§ **EXTRACTED DATA**:
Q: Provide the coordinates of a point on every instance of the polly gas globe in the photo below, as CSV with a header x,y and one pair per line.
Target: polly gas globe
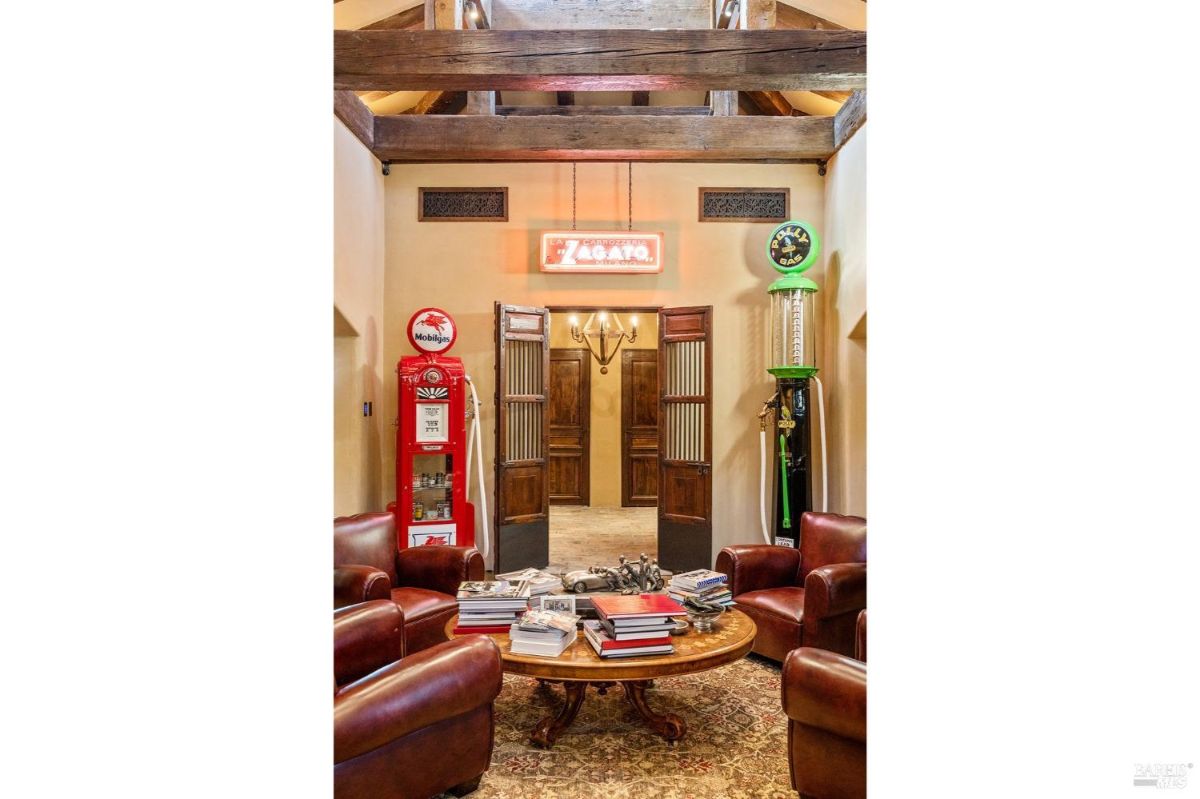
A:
x,y
792,248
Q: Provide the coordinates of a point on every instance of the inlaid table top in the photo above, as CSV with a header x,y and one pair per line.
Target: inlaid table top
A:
x,y
731,638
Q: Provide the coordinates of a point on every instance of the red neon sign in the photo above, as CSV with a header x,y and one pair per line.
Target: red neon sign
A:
x,y
601,252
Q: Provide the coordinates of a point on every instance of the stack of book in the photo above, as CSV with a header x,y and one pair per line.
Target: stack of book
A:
x,y
543,632
540,582
491,606
633,625
701,584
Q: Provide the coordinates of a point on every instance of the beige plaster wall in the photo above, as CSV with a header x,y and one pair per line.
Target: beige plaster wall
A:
x,y
463,268
604,476
843,280
358,323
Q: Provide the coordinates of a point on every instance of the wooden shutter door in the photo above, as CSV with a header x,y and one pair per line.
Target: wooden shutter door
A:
x,y
685,438
522,491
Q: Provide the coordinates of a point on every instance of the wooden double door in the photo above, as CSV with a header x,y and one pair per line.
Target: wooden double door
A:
x,y
537,438
569,419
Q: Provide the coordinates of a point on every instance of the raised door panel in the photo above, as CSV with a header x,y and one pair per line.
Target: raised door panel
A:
x,y
640,427
568,419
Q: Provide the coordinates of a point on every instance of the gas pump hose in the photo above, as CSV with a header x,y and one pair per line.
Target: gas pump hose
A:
x,y
485,541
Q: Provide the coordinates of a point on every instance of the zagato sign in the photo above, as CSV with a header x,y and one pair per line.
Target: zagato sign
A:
x,y
601,252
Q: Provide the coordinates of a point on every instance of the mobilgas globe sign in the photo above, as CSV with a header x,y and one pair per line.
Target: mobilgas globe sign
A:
x,y
432,331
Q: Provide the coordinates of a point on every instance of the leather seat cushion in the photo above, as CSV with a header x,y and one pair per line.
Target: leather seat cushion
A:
x,y
419,604
779,616
786,602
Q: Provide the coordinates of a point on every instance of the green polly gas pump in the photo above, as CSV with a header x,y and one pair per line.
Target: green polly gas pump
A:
x,y
792,248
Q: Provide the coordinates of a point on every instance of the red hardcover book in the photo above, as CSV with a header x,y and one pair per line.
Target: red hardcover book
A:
x,y
481,630
636,606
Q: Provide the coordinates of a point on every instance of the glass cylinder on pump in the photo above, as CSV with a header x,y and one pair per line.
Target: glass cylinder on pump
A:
x,y
792,328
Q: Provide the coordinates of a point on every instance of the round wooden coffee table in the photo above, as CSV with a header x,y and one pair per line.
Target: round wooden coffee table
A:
x,y
695,652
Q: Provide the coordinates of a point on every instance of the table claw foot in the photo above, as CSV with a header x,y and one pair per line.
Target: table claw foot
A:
x,y
667,725
547,731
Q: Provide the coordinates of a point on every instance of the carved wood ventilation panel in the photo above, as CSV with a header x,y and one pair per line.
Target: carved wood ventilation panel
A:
x,y
489,204
745,204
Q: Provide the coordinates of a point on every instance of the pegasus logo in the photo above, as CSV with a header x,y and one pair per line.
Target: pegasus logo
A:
x,y
435,320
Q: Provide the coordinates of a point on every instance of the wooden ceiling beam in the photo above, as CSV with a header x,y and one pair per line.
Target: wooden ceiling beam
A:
x,y
409,138
828,14
603,110
771,103
791,18
850,118
599,60
355,115
408,19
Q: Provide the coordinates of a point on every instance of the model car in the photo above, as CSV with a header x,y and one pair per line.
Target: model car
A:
x,y
582,581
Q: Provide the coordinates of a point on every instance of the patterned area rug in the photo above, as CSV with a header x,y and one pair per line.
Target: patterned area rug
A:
x,y
736,746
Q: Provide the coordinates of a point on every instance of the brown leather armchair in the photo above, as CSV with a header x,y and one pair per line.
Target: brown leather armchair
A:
x,y
408,727
803,598
423,581
825,698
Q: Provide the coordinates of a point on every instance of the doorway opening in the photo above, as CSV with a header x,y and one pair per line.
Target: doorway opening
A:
x,y
603,430
606,468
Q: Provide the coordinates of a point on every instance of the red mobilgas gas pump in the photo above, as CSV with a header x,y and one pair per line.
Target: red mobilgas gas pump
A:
x,y
431,439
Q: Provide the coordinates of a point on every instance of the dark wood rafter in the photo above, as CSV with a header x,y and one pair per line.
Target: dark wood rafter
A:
x,y
849,119
355,115
439,102
589,60
791,18
772,103
409,19
603,110
603,138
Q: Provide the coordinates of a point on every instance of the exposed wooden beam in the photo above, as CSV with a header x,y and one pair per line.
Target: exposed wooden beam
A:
x,y
844,13
409,19
355,115
791,18
589,60
439,102
771,102
849,119
603,138
604,110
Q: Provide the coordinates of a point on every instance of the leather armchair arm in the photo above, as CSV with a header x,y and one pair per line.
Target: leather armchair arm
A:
x,y
834,590
438,569
366,637
825,690
438,683
755,566
355,583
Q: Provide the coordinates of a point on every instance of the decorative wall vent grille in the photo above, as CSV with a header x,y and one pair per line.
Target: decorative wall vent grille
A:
x,y
745,204
489,204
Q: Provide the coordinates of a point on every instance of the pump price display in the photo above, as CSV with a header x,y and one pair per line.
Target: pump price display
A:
x,y
605,251
431,421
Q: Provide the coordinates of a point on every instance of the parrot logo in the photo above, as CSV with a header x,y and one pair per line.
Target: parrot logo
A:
x,y
435,320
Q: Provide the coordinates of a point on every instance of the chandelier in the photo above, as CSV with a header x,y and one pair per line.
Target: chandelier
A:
x,y
598,329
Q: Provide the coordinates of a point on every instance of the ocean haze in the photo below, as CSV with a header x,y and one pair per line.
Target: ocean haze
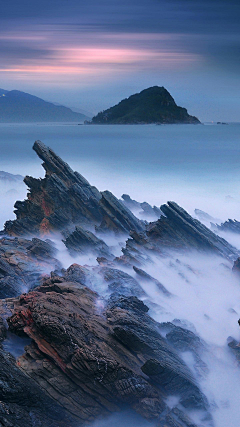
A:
x,y
196,166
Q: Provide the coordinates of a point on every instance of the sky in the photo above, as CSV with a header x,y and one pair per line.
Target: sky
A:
x,y
91,54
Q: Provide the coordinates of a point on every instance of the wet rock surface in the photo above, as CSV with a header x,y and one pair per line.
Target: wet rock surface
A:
x,y
93,354
23,263
231,225
92,359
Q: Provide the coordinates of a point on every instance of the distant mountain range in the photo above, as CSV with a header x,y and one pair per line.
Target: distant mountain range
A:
x,y
152,105
21,107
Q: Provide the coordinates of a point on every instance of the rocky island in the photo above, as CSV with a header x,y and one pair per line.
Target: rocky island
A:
x,y
152,105
20,107
93,347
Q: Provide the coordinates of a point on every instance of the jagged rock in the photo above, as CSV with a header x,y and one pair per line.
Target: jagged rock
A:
x,y
130,203
179,230
24,403
204,216
120,282
90,360
84,241
236,266
183,340
116,216
23,263
147,278
146,210
232,226
235,348
63,197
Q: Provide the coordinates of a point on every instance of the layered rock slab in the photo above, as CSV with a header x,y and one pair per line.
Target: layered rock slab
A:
x,y
23,263
91,358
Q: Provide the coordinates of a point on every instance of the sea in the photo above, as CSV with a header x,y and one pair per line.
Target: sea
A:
x,y
197,166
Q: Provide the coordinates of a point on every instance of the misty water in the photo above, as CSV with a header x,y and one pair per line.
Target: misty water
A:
x,y
196,166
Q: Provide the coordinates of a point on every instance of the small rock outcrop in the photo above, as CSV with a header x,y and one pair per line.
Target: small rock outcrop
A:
x,y
152,105
232,226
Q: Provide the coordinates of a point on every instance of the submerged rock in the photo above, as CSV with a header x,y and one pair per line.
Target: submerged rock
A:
x,y
60,199
92,361
232,226
83,241
23,263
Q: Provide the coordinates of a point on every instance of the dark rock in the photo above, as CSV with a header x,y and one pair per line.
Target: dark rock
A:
x,y
23,263
120,282
232,226
116,216
90,361
204,216
63,197
180,231
24,403
235,348
145,209
152,105
236,266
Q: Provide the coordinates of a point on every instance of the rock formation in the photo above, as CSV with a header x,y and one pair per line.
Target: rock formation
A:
x,y
94,349
94,357
152,105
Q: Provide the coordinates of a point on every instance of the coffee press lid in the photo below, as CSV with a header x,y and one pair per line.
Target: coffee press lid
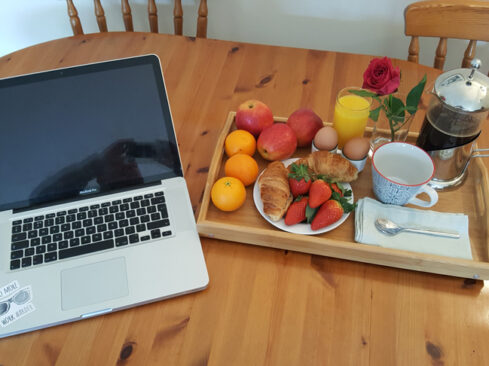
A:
x,y
464,89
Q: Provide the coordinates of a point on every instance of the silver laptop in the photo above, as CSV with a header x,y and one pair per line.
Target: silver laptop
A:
x,y
95,214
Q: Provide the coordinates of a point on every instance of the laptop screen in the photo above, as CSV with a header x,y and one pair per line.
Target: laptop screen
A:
x,y
84,130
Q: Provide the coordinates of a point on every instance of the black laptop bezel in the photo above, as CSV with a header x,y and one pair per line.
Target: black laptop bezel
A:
x,y
152,60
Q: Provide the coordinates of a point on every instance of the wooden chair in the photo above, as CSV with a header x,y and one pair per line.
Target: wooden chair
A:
x,y
152,16
445,19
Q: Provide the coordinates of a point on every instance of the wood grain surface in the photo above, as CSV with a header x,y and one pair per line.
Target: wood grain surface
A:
x,y
263,306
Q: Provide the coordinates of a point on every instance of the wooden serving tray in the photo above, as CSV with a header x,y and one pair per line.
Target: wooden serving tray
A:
x,y
246,225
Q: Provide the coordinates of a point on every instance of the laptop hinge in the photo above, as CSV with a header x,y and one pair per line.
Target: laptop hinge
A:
x,y
79,198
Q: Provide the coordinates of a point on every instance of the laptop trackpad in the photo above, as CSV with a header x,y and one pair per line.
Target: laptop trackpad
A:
x,y
93,283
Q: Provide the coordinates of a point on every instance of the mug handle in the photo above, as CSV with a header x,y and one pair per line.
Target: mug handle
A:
x,y
430,192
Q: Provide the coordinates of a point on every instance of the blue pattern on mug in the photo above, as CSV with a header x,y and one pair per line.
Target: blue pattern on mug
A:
x,y
392,193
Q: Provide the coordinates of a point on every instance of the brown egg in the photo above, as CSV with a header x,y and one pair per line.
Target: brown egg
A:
x,y
326,138
356,148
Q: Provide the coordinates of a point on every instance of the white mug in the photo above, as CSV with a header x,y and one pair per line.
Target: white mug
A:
x,y
401,171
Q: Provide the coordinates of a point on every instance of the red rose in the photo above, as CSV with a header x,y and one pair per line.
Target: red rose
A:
x,y
381,77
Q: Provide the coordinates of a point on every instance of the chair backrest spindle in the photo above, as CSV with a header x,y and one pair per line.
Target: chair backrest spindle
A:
x,y
178,17
74,20
100,14
127,15
152,17
202,19
443,19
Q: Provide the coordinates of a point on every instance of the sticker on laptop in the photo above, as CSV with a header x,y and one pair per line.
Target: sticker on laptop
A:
x,y
15,304
8,289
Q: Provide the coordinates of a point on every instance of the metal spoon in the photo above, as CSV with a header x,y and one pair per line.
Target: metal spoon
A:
x,y
388,227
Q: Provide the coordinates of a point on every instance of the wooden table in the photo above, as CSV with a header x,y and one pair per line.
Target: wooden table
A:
x,y
263,306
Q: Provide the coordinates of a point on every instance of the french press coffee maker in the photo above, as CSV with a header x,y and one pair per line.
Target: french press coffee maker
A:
x,y
458,107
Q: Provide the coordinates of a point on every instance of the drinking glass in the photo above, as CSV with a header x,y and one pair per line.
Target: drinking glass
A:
x,y
350,115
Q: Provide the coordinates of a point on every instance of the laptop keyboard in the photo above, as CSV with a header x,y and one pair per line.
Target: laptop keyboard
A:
x,y
88,229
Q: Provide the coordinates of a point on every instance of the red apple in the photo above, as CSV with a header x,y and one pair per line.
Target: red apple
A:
x,y
253,116
305,124
277,142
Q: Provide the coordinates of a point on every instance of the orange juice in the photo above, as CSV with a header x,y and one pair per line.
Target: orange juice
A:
x,y
350,116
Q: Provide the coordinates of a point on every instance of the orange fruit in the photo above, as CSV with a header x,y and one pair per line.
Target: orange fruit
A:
x,y
243,167
228,194
240,141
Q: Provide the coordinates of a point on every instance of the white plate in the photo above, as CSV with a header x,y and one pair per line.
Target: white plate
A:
x,y
302,228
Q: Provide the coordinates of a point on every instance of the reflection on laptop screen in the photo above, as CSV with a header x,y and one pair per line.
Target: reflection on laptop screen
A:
x,y
84,130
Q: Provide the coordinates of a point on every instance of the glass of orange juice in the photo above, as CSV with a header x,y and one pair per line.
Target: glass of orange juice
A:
x,y
350,115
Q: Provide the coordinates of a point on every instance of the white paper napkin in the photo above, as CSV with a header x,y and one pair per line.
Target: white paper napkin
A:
x,y
368,210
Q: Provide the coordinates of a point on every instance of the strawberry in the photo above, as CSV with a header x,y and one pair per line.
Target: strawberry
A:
x,y
319,193
335,188
296,212
299,179
330,212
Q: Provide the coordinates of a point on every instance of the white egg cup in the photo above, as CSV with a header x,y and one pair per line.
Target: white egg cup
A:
x,y
359,164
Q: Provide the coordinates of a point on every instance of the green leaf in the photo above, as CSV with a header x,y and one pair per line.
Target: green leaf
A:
x,y
299,172
414,96
397,106
310,213
374,114
347,206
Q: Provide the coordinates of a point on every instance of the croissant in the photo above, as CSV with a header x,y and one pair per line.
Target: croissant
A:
x,y
333,166
275,191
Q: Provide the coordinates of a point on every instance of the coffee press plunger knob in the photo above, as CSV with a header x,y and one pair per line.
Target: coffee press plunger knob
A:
x,y
475,64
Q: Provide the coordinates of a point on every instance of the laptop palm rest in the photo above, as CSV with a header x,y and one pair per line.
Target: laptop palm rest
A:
x,y
93,283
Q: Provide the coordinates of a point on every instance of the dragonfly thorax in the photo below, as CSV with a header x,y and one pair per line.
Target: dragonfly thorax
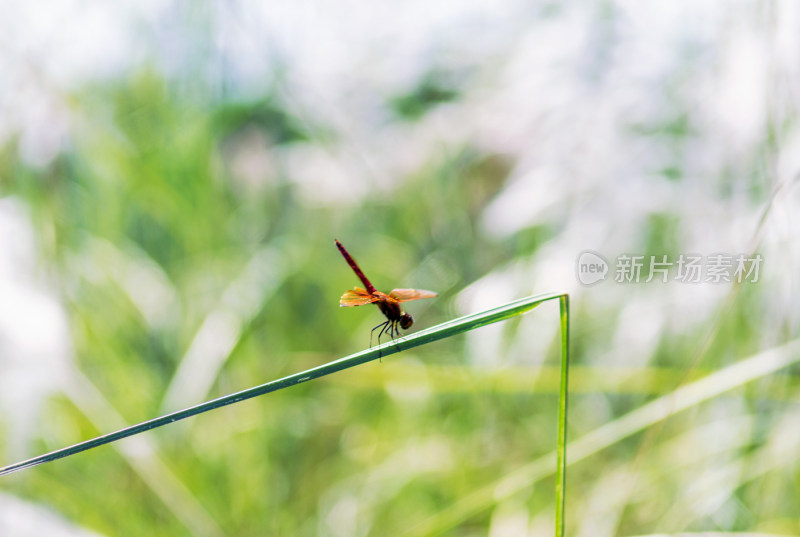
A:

§ **EXERCISE TASK**: Repeat the items from the line containing "of the reflection" through the end of the items, both ends included, keeping the requests but omitting the pictures. Scale every coordinate in the answers by 0.9 and round to whole numbers, with halves rounded up.

§ **EXPECTED ANSWER**:
Q: Provide the coordinates of a point on every instance of the reflection on laptop screen in the photo above, as CSV with a header x,y and one pair per line.
Target: reflection on laptop screen
A:
x,y
76,117
Q: Provide the coordinates of a point on every instance of the glass of orange juice in the photo above, as CSV with a header x,y and one pair per line.
Target: glass of orange juice
A:
x,y
315,104
Q: Provide the coordinates of a point on every instance of the white paper napkin in the photo above, as CSV with a header x,y and one pair per line.
Target: white paper napkin
A:
x,y
331,189
Q: Provide the coordinates of a point on every instance of the strawberry in the photo above, as CSV with a header x,y and one pair per line.
Target: strawberry
A:
x,y
287,174
302,169
266,191
269,161
297,191
Q: Provide the coordinates of a point on every instance of the white egg cup in the photo above, as CSV with a header x,y and one pair per line.
Target: white egg cup
A:
x,y
323,148
Q: Provide the coordinates of a point on every instance of the green leaf in the photo above, as CSV with a header x,y and one pair per line.
Target: green leaf
A:
x,y
269,155
373,86
357,95
279,192
337,103
312,185
Q: Provide the coordinates of a point on every instance of the croissant in the photo above, as CSV with a header x,y and one pair per line.
Target: croissant
A:
x,y
300,149
248,172
Q: Provide the coordinates of a point on every instance of the coffee press plunger knob in the photo above, as CSV with a header x,y and one pair per line.
Target: coffee press plunger knob
A:
x,y
428,58
Q: Provide the coordinates of a point on every instance of the laptop palm rest in the photo above, as CSV with a header x,y and one pair per line.
Target: laptop palm rest
A:
x,y
84,255
Q: Provide the coordinates of a point on every instance of the dragonfly thorax in the photo below, as CSV with a header x,y and one pair per line.
Target: dragonfly thorax
A:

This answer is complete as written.